━━━ THE RECORDS

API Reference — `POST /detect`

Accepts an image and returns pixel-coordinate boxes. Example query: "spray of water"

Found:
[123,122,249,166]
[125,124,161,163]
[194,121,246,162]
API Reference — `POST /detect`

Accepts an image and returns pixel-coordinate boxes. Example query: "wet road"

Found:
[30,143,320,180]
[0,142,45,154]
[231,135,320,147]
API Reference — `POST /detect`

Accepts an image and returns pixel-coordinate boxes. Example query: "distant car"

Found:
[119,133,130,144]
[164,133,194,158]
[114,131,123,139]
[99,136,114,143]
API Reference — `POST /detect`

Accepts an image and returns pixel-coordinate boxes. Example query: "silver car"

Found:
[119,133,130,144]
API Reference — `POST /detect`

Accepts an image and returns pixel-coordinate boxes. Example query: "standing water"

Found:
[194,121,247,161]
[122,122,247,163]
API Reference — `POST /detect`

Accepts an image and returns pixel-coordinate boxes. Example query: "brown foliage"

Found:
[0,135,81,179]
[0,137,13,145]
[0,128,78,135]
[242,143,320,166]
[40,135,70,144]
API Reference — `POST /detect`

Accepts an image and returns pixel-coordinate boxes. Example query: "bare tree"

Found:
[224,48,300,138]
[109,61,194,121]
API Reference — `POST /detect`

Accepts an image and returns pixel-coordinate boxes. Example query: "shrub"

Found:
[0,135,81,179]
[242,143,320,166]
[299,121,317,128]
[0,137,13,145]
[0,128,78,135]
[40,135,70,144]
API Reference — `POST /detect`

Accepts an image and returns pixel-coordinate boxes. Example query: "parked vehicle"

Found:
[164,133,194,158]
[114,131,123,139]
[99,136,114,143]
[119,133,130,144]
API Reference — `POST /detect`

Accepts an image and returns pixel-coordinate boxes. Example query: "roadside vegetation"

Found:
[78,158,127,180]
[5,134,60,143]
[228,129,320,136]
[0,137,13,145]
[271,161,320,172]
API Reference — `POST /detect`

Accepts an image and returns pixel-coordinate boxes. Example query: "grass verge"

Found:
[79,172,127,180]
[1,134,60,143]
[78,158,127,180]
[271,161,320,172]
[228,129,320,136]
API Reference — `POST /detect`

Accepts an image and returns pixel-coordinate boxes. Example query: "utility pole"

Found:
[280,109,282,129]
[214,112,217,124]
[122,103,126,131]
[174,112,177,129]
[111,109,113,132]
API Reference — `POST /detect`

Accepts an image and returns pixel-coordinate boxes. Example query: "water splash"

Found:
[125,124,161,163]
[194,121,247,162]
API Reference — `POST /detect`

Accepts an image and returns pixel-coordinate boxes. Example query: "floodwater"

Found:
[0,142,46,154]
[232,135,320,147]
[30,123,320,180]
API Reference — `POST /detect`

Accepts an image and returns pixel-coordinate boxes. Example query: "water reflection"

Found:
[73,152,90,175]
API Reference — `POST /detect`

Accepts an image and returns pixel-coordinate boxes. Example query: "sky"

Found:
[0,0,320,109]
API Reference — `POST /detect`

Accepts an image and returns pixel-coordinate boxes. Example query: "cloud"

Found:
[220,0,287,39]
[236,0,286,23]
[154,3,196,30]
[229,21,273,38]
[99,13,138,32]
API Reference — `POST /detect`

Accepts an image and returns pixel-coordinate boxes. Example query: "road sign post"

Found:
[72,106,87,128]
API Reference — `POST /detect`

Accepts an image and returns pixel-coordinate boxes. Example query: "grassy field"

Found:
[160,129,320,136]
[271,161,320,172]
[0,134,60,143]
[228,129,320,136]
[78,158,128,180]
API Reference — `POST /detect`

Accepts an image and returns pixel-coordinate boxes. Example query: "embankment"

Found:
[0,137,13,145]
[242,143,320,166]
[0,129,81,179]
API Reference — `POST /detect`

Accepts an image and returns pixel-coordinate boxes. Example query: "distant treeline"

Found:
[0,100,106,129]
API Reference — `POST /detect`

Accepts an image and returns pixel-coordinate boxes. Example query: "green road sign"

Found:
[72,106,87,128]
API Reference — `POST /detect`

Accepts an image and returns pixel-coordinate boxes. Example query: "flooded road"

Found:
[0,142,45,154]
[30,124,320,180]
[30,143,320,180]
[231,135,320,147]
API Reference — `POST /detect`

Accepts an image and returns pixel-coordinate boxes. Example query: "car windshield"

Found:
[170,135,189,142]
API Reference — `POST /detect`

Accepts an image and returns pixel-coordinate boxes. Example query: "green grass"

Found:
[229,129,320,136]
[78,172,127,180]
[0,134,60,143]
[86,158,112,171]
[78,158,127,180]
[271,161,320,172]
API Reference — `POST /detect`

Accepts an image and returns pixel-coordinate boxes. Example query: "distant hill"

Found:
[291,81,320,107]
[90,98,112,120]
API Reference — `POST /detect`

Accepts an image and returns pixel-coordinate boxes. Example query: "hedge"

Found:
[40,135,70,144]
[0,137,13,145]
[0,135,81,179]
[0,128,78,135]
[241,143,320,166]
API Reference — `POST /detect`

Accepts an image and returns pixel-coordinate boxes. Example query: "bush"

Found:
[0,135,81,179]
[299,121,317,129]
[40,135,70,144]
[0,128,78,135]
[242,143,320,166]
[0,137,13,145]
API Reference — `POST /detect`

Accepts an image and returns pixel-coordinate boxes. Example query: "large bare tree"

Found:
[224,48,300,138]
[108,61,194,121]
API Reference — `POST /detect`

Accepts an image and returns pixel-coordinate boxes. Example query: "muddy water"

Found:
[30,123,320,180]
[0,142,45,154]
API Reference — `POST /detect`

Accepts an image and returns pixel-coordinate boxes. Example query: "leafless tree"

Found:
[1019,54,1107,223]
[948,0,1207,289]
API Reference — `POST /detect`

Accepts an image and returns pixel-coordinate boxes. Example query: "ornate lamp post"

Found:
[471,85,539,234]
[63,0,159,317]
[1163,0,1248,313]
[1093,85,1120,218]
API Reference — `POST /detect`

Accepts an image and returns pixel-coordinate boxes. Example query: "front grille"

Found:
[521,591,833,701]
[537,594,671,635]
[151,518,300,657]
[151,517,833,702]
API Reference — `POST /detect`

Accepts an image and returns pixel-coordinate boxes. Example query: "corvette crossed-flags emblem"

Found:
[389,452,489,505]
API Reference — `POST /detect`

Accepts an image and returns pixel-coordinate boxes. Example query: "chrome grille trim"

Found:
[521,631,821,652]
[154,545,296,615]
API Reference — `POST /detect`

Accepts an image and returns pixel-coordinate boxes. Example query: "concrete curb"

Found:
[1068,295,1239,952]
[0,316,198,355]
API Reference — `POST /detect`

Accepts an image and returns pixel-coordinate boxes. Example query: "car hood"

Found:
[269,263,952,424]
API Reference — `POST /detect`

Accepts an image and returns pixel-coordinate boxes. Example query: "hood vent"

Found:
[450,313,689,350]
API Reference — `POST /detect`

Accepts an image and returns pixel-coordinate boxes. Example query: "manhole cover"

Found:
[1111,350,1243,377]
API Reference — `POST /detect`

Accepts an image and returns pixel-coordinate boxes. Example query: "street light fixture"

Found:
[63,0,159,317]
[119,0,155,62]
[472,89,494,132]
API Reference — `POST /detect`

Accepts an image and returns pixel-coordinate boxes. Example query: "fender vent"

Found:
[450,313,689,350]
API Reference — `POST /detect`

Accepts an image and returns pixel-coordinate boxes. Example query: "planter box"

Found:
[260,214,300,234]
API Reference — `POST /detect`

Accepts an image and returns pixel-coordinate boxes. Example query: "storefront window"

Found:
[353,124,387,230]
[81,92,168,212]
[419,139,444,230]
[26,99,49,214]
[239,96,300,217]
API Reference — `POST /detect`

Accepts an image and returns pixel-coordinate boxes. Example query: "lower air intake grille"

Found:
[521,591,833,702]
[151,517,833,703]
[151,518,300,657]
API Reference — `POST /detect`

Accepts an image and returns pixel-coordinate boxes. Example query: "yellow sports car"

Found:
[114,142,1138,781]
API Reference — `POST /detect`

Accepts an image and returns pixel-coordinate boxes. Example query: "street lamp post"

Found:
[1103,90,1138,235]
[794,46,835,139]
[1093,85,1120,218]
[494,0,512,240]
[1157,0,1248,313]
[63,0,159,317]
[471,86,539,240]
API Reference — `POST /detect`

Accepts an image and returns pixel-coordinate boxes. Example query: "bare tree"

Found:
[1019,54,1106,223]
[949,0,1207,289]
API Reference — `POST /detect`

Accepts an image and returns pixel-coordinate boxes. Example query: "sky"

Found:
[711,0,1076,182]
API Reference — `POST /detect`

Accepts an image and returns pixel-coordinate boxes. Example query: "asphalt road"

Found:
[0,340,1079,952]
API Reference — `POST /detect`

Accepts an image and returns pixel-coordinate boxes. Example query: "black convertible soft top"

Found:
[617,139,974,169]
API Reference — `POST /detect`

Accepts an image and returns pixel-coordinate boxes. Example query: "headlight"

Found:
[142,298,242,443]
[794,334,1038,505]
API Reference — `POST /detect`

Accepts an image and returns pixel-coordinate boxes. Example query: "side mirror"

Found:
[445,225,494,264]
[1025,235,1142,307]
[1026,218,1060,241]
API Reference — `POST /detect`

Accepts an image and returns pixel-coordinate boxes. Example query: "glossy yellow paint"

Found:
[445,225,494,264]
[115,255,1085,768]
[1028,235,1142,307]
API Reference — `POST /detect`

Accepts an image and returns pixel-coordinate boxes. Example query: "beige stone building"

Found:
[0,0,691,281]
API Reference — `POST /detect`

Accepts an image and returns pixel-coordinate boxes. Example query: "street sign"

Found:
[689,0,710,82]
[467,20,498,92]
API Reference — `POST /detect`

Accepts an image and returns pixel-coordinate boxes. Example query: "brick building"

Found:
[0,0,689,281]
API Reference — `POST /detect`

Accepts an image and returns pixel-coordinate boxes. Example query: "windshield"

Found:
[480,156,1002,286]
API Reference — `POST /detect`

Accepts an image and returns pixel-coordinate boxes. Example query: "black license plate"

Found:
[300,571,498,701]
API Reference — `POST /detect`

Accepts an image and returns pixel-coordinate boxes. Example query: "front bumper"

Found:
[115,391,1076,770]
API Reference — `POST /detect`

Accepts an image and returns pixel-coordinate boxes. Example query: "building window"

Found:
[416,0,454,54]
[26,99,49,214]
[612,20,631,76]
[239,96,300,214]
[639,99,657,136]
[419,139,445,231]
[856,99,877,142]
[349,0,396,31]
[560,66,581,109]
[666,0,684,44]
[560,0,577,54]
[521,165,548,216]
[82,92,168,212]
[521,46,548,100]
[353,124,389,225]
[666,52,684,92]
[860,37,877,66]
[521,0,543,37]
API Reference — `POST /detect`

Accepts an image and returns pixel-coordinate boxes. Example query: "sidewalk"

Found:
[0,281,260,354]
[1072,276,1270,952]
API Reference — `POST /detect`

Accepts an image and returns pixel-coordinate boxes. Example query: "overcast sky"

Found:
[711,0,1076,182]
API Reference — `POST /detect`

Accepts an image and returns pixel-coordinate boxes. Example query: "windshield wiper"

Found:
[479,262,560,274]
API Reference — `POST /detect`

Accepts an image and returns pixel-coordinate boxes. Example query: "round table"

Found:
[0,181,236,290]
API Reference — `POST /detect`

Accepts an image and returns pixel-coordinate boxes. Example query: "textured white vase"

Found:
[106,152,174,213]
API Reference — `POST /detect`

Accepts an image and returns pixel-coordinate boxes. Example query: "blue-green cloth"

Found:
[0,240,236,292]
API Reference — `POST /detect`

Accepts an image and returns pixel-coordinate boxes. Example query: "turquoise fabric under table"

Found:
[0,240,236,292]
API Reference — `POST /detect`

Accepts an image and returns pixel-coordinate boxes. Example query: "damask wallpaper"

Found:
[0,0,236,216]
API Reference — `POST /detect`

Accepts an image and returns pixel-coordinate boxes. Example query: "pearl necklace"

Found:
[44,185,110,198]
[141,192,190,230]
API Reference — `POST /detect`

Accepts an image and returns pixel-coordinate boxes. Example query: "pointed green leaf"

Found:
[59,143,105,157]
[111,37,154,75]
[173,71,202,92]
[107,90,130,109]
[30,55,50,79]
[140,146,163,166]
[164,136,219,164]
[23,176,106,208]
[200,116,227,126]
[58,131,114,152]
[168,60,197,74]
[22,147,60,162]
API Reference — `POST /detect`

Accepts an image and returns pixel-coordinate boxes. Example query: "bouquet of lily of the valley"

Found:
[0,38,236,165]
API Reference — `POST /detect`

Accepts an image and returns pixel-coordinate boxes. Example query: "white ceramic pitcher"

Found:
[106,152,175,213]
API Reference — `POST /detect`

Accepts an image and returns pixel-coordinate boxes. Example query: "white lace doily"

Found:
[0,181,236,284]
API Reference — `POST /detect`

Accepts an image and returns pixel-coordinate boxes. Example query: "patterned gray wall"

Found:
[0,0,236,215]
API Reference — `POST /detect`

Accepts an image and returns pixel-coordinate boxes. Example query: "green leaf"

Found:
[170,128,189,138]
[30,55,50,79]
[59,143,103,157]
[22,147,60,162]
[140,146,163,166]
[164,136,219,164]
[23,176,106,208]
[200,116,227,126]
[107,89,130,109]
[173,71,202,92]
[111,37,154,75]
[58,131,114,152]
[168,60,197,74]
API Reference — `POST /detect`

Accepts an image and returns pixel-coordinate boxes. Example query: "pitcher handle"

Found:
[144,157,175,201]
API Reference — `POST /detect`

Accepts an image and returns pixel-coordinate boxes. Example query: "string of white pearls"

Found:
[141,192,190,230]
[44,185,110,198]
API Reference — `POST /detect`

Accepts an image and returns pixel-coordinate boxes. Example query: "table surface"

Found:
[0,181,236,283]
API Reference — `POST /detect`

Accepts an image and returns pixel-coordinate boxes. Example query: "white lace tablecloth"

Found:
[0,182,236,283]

━━━━━━

* _TASK INSTRUCTIONS_:
Extract every line of the records containing the word "distant".

* _OUTPUT BELOW_:
Accepts an image and returns pixel-coordinate boxes. Example query: "distant car"
Accepts an image and returns pixel-coordinate boxes. Example query: "distant treeline"
Accepts an image and returns pixel-coordinate boxes. Example query: "distant hill"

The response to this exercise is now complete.